PROMPT >>
Copy the data from the line containing "Please pin the rock in" through the end of the data, replacing "rock" with "stone" and leaving every other part untouched.

Excerpts of location labeling data:
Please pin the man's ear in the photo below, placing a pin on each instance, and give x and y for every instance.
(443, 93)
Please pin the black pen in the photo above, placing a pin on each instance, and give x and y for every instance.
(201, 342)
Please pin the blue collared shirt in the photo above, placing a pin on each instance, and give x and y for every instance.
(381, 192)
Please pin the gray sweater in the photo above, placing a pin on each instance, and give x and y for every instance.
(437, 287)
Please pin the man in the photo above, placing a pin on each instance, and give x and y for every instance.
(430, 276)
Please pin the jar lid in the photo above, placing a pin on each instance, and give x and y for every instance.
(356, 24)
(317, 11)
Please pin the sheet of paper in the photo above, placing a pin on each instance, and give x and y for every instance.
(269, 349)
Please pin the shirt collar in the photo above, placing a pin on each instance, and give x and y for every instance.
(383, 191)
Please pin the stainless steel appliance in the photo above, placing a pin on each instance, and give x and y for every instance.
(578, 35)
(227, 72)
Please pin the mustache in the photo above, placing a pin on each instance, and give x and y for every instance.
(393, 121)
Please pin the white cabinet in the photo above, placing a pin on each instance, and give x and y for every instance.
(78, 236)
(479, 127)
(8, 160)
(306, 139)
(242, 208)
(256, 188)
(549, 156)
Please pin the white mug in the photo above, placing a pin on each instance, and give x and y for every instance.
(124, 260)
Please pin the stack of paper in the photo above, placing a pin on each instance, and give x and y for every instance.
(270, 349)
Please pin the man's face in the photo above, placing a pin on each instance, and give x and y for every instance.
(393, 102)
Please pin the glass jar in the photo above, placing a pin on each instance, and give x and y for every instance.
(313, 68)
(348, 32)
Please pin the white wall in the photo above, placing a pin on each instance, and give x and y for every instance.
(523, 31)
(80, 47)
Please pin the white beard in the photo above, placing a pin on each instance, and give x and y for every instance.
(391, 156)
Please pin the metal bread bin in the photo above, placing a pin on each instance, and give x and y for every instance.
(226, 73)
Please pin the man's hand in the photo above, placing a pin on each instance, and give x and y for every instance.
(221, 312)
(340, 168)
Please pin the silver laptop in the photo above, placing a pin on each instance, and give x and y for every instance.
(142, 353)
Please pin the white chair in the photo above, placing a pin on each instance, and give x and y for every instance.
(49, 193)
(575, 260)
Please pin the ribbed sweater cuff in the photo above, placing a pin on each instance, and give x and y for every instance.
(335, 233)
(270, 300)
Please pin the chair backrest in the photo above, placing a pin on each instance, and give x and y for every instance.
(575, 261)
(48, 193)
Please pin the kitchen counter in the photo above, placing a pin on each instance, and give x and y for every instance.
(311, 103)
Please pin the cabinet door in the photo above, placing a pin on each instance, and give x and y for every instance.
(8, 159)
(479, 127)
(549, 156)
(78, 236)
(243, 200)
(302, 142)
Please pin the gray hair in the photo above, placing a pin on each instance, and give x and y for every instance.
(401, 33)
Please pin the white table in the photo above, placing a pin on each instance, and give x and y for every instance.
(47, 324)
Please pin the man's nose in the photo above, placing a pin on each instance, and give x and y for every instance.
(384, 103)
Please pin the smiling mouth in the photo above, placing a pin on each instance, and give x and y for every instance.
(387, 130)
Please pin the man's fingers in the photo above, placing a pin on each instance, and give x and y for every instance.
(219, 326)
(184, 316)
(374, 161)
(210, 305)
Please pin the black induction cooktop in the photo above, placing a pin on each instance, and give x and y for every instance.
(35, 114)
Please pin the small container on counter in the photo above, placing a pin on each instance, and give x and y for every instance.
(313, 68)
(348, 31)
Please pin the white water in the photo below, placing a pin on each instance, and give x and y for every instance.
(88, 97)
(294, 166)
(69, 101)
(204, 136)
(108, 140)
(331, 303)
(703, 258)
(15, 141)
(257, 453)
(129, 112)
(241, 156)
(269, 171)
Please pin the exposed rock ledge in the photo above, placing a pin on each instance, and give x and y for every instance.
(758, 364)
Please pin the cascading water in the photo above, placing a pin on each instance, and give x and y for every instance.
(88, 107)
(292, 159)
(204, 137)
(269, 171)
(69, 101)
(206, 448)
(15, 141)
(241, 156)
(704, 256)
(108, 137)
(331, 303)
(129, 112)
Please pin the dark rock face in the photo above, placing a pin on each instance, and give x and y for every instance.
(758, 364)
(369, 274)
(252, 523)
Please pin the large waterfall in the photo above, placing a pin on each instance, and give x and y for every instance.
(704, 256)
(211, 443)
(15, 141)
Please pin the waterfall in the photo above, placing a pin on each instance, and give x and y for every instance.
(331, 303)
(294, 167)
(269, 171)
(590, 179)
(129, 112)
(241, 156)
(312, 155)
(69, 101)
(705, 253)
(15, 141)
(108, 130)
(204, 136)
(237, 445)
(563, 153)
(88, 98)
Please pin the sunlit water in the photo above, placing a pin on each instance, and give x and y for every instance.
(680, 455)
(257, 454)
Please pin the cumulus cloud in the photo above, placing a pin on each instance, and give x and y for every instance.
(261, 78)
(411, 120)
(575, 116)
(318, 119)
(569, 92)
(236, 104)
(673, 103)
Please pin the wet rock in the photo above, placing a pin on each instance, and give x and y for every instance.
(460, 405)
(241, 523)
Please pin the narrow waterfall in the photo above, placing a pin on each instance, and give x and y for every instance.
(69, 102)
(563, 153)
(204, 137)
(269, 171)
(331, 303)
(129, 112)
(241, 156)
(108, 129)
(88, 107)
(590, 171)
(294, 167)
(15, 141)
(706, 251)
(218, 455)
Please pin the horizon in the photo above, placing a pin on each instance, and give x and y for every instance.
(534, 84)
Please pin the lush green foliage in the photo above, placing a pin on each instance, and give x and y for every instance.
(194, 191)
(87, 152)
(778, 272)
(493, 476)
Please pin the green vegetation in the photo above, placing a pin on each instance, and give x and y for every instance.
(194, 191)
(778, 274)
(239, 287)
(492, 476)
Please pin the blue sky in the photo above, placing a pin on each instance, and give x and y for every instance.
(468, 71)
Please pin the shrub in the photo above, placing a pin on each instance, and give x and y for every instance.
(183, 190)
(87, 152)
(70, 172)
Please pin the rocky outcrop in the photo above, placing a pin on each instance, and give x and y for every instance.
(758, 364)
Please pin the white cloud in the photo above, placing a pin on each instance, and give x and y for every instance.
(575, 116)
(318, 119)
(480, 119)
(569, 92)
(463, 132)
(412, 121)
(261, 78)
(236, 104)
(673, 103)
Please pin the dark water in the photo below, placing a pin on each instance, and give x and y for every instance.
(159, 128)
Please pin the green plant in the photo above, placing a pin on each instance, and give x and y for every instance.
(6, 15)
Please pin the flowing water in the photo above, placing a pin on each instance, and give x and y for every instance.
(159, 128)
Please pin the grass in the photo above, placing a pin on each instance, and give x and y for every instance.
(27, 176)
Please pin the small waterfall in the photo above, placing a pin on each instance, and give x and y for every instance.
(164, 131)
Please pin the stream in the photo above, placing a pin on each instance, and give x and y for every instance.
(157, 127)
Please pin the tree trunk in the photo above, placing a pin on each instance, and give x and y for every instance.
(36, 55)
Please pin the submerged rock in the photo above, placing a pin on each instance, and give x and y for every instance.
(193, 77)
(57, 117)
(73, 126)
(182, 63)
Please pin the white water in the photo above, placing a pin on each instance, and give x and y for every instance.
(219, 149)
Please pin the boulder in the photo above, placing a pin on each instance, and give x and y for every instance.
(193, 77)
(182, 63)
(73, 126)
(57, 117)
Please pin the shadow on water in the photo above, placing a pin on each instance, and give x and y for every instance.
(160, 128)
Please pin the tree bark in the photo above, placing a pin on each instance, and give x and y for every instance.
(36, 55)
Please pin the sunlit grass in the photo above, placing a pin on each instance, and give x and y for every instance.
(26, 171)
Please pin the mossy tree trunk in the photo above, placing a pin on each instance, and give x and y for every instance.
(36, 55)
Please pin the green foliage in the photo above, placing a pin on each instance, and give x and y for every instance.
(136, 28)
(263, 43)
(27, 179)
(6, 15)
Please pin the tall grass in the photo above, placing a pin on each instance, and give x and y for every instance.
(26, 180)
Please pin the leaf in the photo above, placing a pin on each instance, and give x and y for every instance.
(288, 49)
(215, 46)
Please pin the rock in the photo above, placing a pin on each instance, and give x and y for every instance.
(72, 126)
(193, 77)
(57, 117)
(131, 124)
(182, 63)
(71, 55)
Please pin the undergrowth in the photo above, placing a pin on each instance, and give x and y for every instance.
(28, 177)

ANSWER TO THE TASK >>
Please pin the stone in the photo above, placing a pin on each instance, and give x and y for every instance.
(72, 126)
(193, 77)
(57, 117)
(131, 124)
(182, 63)
(71, 55)
Please pin the undergrowth in the photo above, placing a pin on each instance, and give x and y for every instance.
(28, 177)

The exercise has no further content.